--- START ---

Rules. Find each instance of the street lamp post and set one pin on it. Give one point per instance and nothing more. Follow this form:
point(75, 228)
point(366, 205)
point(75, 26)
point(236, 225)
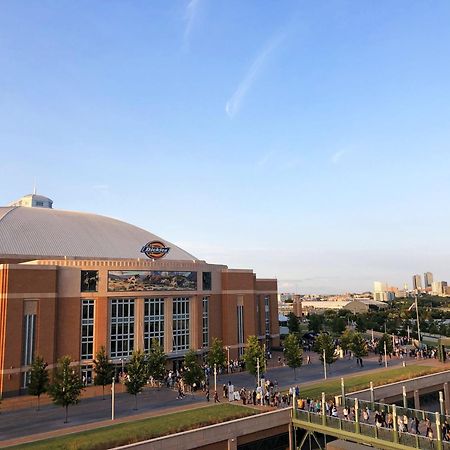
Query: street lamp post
point(257, 370)
point(113, 398)
point(418, 324)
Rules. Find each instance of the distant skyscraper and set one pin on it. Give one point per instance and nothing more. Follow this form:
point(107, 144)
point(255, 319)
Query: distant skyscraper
point(427, 279)
point(417, 282)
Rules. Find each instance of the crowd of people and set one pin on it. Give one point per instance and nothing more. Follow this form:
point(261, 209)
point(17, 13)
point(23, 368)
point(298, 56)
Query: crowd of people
point(379, 418)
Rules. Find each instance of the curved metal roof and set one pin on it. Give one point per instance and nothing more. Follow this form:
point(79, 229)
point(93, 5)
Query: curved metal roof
point(51, 233)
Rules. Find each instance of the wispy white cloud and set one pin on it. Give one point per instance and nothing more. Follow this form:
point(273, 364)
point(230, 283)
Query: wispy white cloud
point(102, 189)
point(337, 156)
point(190, 15)
point(233, 104)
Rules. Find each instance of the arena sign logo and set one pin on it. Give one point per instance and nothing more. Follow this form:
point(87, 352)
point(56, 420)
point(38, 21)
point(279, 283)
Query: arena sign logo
point(155, 249)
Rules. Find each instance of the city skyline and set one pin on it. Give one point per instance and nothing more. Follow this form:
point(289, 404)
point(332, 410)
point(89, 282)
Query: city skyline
point(298, 140)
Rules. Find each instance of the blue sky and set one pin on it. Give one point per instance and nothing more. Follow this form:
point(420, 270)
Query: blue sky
point(306, 140)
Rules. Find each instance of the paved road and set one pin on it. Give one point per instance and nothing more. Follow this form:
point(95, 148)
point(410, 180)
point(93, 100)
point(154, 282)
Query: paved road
point(26, 422)
point(309, 373)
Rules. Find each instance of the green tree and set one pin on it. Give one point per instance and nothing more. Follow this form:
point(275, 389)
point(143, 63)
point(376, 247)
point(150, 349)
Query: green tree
point(103, 369)
point(193, 373)
point(156, 360)
point(324, 342)
point(380, 346)
point(66, 386)
point(346, 339)
point(216, 354)
point(254, 352)
point(137, 374)
point(292, 351)
point(38, 382)
point(293, 323)
point(315, 322)
point(358, 346)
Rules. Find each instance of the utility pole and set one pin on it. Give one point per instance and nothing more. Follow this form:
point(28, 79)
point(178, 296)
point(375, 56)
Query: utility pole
point(257, 370)
point(418, 324)
point(113, 397)
point(385, 354)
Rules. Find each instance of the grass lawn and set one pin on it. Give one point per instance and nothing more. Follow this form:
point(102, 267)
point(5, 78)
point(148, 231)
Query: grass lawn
point(127, 433)
point(358, 382)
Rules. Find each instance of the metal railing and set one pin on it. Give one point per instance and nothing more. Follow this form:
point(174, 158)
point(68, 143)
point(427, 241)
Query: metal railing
point(391, 435)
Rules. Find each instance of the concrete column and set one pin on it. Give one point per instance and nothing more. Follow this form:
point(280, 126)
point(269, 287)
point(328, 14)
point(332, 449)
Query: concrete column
point(394, 422)
point(291, 437)
point(416, 399)
point(195, 322)
point(232, 444)
point(168, 325)
point(357, 428)
point(324, 416)
point(139, 324)
point(438, 431)
point(405, 399)
point(447, 398)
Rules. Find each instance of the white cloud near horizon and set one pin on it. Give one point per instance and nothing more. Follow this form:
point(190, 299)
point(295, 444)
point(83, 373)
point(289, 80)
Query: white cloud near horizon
point(233, 104)
point(190, 15)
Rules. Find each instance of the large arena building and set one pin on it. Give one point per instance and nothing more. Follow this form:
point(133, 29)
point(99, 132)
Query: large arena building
point(72, 282)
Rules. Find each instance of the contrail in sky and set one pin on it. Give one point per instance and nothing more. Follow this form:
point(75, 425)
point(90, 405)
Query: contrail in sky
point(234, 102)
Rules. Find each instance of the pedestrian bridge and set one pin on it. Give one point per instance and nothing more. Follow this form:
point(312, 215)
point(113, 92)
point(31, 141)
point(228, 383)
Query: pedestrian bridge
point(355, 430)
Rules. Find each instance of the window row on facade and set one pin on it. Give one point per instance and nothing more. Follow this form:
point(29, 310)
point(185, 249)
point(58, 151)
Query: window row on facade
point(122, 325)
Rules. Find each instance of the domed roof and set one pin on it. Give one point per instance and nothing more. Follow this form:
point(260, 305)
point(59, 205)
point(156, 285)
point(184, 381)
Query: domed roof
point(44, 233)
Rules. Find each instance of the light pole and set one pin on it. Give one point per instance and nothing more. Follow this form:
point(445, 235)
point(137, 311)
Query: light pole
point(257, 370)
point(113, 397)
point(418, 324)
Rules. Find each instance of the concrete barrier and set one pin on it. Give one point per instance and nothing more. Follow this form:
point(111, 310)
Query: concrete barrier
point(220, 436)
point(393, 392)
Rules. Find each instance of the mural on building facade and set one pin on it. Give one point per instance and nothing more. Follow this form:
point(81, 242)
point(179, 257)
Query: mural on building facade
point(151, 280)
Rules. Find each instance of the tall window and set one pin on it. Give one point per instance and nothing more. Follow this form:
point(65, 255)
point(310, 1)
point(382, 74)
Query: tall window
point(180, 324)
point(153, 322)
point(206, 281)
point(267, 314)
point(122, 327)
point(205, 321)
point(89, 281)
point(29, 332)
point(240, 323)
point(87, 329)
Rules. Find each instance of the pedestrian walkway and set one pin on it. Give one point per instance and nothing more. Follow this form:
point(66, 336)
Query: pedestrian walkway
point(369, 423)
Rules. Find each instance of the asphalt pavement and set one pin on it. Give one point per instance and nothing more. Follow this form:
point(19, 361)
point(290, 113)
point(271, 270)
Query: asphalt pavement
point(24, 422)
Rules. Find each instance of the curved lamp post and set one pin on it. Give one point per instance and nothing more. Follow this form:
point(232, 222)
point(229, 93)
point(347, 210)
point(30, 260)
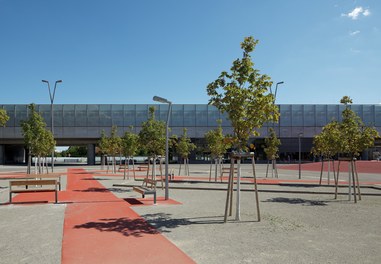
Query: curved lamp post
point(300, 155)
point(51, 111)
point(165, 101)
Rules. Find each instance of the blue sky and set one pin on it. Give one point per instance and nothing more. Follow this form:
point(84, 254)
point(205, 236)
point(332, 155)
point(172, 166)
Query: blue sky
point(125, 52)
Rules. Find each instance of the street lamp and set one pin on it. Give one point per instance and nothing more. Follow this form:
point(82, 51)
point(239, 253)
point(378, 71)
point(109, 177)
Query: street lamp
point(300, 155)
point(276, 89)
point(51, 111)
point(165, 101)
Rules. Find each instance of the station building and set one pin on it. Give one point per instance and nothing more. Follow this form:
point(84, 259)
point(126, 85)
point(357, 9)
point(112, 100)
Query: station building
point(81, 124)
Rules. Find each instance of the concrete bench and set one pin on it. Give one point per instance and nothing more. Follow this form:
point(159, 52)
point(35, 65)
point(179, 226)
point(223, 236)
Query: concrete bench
point(145, 189)
point(27, 183)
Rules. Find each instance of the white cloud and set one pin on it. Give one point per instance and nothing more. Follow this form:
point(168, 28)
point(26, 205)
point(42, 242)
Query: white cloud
point(355, 13)
point(366, 12)
point(354, 33)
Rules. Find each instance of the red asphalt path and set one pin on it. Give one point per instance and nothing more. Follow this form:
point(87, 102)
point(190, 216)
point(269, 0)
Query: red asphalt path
point(362, 166)
point(102, 228)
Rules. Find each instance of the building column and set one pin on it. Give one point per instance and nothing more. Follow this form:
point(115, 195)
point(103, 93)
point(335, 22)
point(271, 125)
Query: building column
point(2, 157)
point(90, 154)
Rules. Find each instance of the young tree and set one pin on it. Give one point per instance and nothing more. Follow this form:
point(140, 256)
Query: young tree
point(217, 144)
point(114, 145)
point(152, 138)
point(184, 148)
point(3, 117)
point(243, 94)
point(354, 139)
point(37, 139)
point(327, 145)
point(354, 136)
point(130, 143)
point(103, 148)
point(272, 148)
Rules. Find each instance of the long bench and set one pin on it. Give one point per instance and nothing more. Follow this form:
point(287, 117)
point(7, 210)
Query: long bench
point(145, 189)
point(27, 183)
point(56, 176)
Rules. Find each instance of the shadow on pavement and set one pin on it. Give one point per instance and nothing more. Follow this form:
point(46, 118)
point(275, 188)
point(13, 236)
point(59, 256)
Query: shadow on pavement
point(296, 201)
point(125, 226)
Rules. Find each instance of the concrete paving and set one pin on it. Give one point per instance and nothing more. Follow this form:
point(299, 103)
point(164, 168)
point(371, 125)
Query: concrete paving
point(299, 223)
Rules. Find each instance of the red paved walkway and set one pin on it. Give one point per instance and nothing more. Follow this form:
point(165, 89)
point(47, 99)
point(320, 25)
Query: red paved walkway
point(362, 166)
point(101, 228)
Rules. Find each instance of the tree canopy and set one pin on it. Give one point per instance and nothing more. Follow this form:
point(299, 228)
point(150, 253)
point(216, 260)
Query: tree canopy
point(350, 136)
point(130, 143)
point(37, 138)
point(152, 135)
point(355, 137)
point(272, 145)
point(217, 143)
point(243, 94)
point(327, 143)
point(3, 117)
point(184, 145)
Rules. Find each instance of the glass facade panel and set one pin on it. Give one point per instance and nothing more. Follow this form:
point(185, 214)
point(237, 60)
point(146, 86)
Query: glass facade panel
point(21, 114)
point(225, 119)
point(358, 110)
point(321, 115)
point(129, 115)
point(45, 112)
point(68, 115)
point(141, 114)
point(309, 115)
point(117, 115)
point(213, 116)
point(105, 115)
point(297, 115)
point(58, 115)
point(368, 115)
point(201, 115)
point(285, 115)
point(177, 118)
point(11, 113)
point(164, 112)
point(341, 109)
point(189, 115)
point(93, 115)
point(80, 115)
point(332, 113)
point(377, 115)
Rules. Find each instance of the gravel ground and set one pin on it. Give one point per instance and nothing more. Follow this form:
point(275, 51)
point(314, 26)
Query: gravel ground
point(294, 228)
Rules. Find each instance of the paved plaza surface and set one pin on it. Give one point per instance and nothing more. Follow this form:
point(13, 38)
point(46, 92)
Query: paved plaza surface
point(99, 215)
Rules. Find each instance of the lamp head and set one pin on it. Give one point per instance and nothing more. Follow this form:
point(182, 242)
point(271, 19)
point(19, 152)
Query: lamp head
point(161, 100)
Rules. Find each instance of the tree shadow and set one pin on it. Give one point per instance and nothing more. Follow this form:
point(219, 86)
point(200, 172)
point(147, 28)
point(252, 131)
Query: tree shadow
point(164, 222)
point(103, 190)
point(297, 201)
point(125, 226)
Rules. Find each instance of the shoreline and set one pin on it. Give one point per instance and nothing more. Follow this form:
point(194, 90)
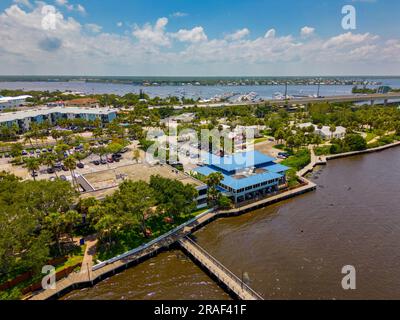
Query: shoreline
point(166, 242)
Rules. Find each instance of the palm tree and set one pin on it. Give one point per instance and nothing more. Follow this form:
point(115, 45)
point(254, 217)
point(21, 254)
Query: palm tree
point(32, 164)
point(332, 129)
point(70, 164)
point(50, 160)
point(136, 155)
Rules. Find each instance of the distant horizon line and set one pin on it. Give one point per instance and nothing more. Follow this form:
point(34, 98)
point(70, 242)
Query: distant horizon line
point(198, 76)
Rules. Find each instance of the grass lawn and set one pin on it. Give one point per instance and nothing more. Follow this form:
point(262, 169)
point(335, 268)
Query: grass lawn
point(322, 151)
point(15, 292)
point(260, 140)
point(129, 240)
point(296, 162)
point(370, 136)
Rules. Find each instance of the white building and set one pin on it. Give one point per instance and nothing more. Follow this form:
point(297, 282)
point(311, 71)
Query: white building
point(325, 132)
point(12, 102)
point(24, 119)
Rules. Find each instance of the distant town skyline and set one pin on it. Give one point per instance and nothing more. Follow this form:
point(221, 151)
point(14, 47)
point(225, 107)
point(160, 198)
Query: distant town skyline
point(190, 38)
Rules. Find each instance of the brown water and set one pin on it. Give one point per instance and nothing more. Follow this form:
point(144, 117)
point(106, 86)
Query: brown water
point(170, 275)
point(296, 249)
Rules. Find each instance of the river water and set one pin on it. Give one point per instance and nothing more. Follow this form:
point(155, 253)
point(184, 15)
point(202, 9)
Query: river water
point(295, 249)
point(203, 92)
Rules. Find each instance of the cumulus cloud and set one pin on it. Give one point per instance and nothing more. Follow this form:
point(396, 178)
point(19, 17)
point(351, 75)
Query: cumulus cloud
point(71, 7)
point(25, 3)
point(92, 27)
point(149, 34)
point(194, 35)
point(307, 31)
point(152, 49)
point(270, 34)
point(238, 34)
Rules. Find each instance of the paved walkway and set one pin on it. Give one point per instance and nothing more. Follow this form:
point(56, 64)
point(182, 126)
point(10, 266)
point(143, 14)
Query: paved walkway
point(223, 274)
point(83, 276)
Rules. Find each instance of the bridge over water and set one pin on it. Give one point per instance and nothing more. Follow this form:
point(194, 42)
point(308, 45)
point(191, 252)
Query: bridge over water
point(217, 270)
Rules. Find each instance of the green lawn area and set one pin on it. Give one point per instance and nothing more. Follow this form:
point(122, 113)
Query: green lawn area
point(322, 151)
point(260, 140)
point(370, 136)
point(296, 162)
point(134, 238)
point(73, 259)
point(15, 293)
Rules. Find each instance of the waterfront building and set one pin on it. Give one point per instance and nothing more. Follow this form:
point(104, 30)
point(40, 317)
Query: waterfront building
point(13, 102)
point(104, 183)
point(25, 119)
point(247, 175)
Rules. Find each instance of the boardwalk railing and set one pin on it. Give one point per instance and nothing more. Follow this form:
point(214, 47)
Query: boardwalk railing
point(151, 243)
point(239, 283)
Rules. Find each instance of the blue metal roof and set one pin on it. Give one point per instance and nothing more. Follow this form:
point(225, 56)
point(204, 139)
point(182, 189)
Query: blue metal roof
point(238, 161)
point(237, 184)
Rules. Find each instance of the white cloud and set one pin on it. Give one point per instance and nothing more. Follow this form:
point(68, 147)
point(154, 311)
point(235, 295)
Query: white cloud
point(194, 35)
point(70, 7)
point(348, 39)
point(92, 27)
point(152, 49)
point(25, 3)
point(156, 35)
point(270, 34)
point(307, 31)
point(239, 34)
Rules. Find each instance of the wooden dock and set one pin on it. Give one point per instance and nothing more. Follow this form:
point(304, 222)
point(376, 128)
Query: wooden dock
point(218, 271)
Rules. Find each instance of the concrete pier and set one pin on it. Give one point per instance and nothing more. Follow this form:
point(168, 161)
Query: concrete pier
point(218, 271)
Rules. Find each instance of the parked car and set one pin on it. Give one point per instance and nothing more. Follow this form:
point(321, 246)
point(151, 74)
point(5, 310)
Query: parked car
point(51, 170)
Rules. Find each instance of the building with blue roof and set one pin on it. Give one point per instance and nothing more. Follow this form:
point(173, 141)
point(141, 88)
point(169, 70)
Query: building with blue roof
point(247, 175)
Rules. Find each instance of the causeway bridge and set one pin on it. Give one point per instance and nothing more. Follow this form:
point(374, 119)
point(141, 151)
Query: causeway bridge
point(218, 271)
point(370, 98)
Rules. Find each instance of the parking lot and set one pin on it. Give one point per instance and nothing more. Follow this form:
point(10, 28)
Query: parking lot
point(88, 163)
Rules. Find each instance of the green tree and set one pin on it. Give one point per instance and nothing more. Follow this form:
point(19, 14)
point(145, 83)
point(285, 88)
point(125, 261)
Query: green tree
point(355, 142)
point(213, 181)
point(70, 164)
point(32, 165)
point(173, 197)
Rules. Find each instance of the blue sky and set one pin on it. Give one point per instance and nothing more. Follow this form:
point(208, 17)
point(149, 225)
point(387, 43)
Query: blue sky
point(208, 37)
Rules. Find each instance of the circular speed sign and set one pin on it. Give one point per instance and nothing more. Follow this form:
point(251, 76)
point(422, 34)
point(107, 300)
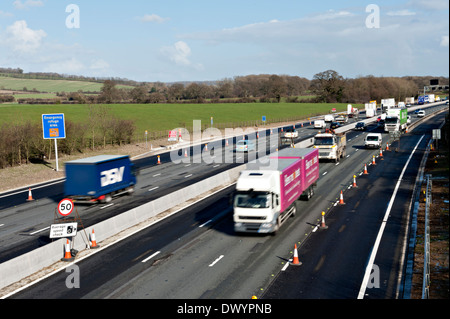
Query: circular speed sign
point(65, 207)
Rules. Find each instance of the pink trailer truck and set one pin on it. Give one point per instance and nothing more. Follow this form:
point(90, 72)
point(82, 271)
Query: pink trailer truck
point(265, 197)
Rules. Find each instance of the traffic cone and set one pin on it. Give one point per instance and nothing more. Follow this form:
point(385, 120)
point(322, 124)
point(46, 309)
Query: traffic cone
point(67, 254)
point(295, 261)
point(93, 241)
point(30, 197)
point(341, 199)
point(322, 225)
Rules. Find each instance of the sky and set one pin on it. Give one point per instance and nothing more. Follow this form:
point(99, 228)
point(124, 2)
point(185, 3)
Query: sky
point(209, 40)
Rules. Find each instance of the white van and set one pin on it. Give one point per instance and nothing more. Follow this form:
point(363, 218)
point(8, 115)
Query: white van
point(319, 124)
point(373, 140)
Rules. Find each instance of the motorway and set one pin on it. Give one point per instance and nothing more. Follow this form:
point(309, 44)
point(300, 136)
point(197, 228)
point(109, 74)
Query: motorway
point(195, 253)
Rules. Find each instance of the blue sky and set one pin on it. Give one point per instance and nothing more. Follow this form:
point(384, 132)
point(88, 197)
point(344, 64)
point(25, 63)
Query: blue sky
point(197, 40)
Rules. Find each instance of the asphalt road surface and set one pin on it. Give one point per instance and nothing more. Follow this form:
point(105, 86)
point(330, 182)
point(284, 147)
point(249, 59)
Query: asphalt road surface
point(195, 254)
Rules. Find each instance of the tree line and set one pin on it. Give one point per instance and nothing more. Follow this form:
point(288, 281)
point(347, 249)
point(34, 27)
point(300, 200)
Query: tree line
point(22, 143)
point(325, 87)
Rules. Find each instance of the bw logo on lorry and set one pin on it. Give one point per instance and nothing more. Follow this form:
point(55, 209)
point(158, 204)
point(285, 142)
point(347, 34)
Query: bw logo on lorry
point(111, 176)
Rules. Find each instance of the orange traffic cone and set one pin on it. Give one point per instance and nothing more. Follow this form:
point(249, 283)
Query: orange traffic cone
point(30, 197)
point(354, 181)
point(295, 261)
point(341, 199)
point(67, 254)
point(93, 241)
point(322, 224)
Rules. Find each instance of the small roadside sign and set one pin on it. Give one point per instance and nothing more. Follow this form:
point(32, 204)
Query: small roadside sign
point(65, 207)
point(63, 230)
point(172, 136)
point(53, 126)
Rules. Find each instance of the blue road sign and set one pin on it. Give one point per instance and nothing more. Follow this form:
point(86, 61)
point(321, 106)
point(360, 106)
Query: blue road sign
point(53, 126)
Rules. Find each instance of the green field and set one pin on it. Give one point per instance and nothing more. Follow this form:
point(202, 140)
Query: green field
point(10, 83)
point(160, 117)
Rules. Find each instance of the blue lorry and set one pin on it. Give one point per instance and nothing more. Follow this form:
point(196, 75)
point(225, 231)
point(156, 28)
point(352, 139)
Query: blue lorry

--- END ---

## Direction
Could you repeat the listing from the line containing "Rules. Find each instance of the motorway" down to the line containing "point(195, 254)", with "motorway" changed to "highway" and everything else kept the same?

## Reply to the exercise
Rules. Find each instance of the highway and set one pin on it. Give one point per instance and nothing more. Follow this form:
point(309, 44)
point(300, 136)
point(197, 228)
point(109, 74)
Query: highway
point(195, 253)
Rules. Find each instance of the blue sky and set one pin on it. Give one point per instance and nothing more. Follow this form:
point(384, 132)
point(88, 197)
point(344, 64)
point(25, 63)
Query: blue sky
point(197, 40)
Rules. Find each instance of the asphalt road surface and set one pin on it. Give one point per instance and nothing more. Follow this form:
point(105, 86)
point(330, 182)
point(284, 147)
point(249, 59)
Query: asphalt road surface
point(195, 254)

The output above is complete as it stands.